## Travail demandé
1. D'après le texte sur les maladies transmises par les insectes, pourquoi Ulisses Confalonieri préconise-t-il une meilleure hygiène, un meilleur logement ou une meilleure éducation ? Répondez en une à trois phrases.
2. Dans le texte sur les maladies transmises par les insectes, à quelle institution Ulisses Confalonieri appartient-il ?
3. Rédigez la suite du texte sur les maladies transmises par les insectes, à partir de sa dernière phrase.

─── Texte à lire

La nécessité d’une meilleure surveillance est reprise par Ulisses Confalonieri de la Fondation Oswaldo Cruz, au Brésil. Il prône également la prise de mesures pour rendre les populations moins vulnérables aux infections, grâce, par exemple, à une meilleure hygiène, un meilleur logement ou une meilleure éducation. Indépendamment des changements climatiques, ces mesures sont pour lui capitales pour aborder les maladies transmises par les insectes dans le monde en développement (voir Aborder les maladies transmises par des insectes quel que soit le temps Il faut lutter contre les maladies transmises par les insectes, indépendamment du climat).

──────
─── Données brutes

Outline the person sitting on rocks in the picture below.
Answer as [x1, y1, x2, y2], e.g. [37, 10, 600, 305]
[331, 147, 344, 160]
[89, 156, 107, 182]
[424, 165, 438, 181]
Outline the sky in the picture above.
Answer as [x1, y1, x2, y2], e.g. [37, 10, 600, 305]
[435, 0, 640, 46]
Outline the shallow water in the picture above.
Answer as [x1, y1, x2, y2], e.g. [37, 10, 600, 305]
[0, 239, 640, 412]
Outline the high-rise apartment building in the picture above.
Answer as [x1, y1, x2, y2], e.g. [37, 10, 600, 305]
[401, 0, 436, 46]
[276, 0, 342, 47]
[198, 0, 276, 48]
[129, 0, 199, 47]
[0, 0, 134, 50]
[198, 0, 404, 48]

──────

## Réponses attendues
1. Selon lui, ces mesures rendent les populations moins vulnérables aux infections. Il les juge capitales, indépendamment des changements climatiques, pour aborder les maladies transmises par les insectes dans le monde en développement.

2. À la Fondation Oswaldo Cruz, au Brésil.

3.
Dans un autre article, Jai P. Narain, du Bureau régional de l’OMS pour l’Asie du Sud-Est, soutient que la priorité de jour serait d’effectuer d’avantage de recherches. Il prévient que les changements climatiques affectent déjà la propagation des maladies transmises par les insectes, comme le paludisme, en Asie du Sud-Est – par le biais d’une multiplication des cyclones, tsunamis, inondations et autres catastrophes naturelles. Mais le rapport entre les changements climatiques, les catastrophes et les maladies reste peu clair. Or, pour que les décideurs puissent réagir judicieusement, ces connaissances devront être développées et acquises (voir Les changements climatiques apportent des catastrophes naturelles et des maladies).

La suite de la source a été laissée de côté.